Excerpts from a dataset
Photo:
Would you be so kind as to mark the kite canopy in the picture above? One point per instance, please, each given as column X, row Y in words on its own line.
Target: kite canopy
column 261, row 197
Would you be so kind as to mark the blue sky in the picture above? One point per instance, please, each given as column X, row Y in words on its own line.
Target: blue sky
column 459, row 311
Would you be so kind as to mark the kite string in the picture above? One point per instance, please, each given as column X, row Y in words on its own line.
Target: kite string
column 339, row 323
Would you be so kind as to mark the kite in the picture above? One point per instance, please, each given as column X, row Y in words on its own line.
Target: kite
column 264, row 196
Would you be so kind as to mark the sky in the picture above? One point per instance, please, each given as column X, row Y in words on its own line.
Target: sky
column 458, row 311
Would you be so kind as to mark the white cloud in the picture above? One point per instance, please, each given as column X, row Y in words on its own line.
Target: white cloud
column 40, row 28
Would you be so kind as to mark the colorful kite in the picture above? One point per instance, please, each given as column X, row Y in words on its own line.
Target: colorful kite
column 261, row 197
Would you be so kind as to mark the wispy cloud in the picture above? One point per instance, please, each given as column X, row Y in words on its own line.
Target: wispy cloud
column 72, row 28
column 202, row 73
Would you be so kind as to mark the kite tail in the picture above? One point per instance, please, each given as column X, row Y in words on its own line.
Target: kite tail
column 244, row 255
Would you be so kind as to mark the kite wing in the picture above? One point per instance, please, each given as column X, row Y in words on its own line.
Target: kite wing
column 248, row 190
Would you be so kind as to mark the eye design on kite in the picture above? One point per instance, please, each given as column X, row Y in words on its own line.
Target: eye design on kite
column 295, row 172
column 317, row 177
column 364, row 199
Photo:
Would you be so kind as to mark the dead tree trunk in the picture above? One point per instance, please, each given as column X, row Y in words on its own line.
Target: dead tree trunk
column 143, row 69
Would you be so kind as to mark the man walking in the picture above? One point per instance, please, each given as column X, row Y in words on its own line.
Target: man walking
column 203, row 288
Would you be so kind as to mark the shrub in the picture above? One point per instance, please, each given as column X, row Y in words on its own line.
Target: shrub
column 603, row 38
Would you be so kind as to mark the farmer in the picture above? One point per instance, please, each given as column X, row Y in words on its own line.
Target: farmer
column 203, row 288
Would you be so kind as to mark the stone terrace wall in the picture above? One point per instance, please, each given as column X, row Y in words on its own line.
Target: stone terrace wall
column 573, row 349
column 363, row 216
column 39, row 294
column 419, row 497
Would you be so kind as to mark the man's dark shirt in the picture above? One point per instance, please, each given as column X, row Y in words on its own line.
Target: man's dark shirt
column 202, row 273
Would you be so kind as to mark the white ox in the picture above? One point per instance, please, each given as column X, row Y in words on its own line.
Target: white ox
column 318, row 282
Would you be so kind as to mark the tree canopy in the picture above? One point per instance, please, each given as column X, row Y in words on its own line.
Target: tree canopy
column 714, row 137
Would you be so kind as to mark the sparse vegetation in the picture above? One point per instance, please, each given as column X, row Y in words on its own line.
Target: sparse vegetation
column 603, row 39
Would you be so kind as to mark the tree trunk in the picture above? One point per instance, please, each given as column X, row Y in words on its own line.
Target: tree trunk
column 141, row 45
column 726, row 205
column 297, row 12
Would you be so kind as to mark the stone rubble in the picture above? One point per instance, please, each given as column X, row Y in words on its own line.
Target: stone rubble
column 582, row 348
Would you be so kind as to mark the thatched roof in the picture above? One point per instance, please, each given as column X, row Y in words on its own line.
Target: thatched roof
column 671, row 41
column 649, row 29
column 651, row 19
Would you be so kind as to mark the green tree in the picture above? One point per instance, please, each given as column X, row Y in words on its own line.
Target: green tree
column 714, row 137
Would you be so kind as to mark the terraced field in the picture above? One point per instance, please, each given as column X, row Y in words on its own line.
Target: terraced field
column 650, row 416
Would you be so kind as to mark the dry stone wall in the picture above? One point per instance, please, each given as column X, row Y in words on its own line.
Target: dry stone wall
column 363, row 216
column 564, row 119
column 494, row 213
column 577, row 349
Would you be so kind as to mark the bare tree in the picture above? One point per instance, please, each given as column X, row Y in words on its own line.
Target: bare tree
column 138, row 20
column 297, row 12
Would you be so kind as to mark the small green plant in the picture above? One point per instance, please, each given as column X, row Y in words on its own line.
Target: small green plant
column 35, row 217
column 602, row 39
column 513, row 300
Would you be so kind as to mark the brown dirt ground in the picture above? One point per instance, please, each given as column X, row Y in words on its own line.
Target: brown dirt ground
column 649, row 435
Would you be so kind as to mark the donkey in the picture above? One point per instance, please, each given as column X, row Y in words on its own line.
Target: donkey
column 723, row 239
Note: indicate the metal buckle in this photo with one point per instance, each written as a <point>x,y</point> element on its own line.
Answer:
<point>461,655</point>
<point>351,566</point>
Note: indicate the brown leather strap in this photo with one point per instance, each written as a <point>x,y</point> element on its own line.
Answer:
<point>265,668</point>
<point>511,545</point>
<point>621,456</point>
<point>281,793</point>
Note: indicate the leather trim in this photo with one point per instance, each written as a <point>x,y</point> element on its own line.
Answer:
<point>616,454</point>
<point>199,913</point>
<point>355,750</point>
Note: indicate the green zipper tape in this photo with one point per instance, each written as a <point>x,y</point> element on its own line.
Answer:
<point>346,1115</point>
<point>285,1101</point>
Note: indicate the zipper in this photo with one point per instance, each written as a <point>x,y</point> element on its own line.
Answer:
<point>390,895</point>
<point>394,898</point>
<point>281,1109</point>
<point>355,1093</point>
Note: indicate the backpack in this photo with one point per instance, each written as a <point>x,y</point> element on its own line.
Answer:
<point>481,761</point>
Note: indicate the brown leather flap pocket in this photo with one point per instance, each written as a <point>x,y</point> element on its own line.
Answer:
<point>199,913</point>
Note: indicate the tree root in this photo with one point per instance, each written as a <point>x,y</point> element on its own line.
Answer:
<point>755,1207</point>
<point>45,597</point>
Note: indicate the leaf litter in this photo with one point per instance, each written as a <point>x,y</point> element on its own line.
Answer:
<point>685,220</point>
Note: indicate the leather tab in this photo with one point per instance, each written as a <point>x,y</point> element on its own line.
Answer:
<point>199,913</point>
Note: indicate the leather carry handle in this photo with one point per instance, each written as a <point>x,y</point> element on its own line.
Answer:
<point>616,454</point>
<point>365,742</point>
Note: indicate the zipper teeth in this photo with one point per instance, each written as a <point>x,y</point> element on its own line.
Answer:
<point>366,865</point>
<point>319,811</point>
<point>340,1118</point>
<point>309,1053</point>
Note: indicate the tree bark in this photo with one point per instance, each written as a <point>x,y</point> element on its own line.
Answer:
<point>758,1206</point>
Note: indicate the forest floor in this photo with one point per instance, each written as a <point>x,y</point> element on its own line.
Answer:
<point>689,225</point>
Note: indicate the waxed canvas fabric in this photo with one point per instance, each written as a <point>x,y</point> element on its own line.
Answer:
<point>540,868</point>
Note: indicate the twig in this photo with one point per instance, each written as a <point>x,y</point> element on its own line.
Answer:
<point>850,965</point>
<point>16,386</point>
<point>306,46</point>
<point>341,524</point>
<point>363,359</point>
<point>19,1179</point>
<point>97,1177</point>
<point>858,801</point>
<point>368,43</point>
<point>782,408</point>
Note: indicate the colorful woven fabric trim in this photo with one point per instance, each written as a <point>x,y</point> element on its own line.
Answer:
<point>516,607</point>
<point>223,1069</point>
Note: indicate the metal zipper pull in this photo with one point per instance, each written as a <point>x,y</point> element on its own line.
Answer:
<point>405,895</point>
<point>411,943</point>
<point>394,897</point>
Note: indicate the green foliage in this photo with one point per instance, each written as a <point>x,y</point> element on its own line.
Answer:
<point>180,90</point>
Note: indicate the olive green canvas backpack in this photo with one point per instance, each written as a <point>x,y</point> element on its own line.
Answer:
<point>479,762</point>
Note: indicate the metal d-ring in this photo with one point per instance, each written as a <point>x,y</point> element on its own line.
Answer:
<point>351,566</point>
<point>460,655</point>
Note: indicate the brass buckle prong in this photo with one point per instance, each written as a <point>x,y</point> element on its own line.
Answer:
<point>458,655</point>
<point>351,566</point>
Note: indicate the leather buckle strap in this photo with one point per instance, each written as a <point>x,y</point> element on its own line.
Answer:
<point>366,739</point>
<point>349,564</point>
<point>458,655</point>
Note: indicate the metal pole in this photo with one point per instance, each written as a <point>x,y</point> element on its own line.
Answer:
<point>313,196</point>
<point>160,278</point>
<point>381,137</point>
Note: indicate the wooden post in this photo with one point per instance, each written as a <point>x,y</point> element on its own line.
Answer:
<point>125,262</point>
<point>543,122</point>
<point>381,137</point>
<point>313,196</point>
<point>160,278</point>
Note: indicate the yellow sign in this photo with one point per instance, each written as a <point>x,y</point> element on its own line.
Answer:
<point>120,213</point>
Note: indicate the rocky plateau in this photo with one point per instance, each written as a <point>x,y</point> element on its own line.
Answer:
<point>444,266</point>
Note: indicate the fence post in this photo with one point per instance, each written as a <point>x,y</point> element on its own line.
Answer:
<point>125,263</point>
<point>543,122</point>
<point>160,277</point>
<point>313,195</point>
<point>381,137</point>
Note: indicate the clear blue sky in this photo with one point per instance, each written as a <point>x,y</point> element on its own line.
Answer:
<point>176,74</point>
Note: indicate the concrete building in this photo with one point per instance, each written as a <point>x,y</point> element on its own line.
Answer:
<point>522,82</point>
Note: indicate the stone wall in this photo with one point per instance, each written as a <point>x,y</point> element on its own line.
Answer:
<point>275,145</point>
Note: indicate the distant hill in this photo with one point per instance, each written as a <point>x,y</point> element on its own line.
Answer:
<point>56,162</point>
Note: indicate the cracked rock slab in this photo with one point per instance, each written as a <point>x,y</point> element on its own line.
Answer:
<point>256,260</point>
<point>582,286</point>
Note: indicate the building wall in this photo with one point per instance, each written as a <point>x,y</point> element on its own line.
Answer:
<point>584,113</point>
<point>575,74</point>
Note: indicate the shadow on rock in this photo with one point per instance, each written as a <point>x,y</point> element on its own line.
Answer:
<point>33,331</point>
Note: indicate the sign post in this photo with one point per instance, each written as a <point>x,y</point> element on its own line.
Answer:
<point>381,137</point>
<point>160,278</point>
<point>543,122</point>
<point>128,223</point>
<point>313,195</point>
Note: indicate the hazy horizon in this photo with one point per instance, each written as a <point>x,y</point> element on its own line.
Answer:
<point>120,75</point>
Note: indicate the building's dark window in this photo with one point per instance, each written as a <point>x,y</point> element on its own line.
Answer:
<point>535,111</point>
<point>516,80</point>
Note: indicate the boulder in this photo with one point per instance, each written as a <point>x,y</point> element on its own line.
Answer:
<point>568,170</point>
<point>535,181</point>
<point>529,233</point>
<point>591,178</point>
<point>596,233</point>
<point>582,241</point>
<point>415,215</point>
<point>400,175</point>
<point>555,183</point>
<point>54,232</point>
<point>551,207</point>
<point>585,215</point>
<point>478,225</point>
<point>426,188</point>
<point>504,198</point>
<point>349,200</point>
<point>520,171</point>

## Work instructions
Among the lines above, find those with the word "backpack". Copy them.

## Solution to the problem
Note: indicate the backpack in this photo with one point per instance, each written as a <point>x,y</point> element on its own line.
Note: indicate the olive green canvas backpack in this photo with one point per instance, each written as a <point>x,y</point> element on its own line.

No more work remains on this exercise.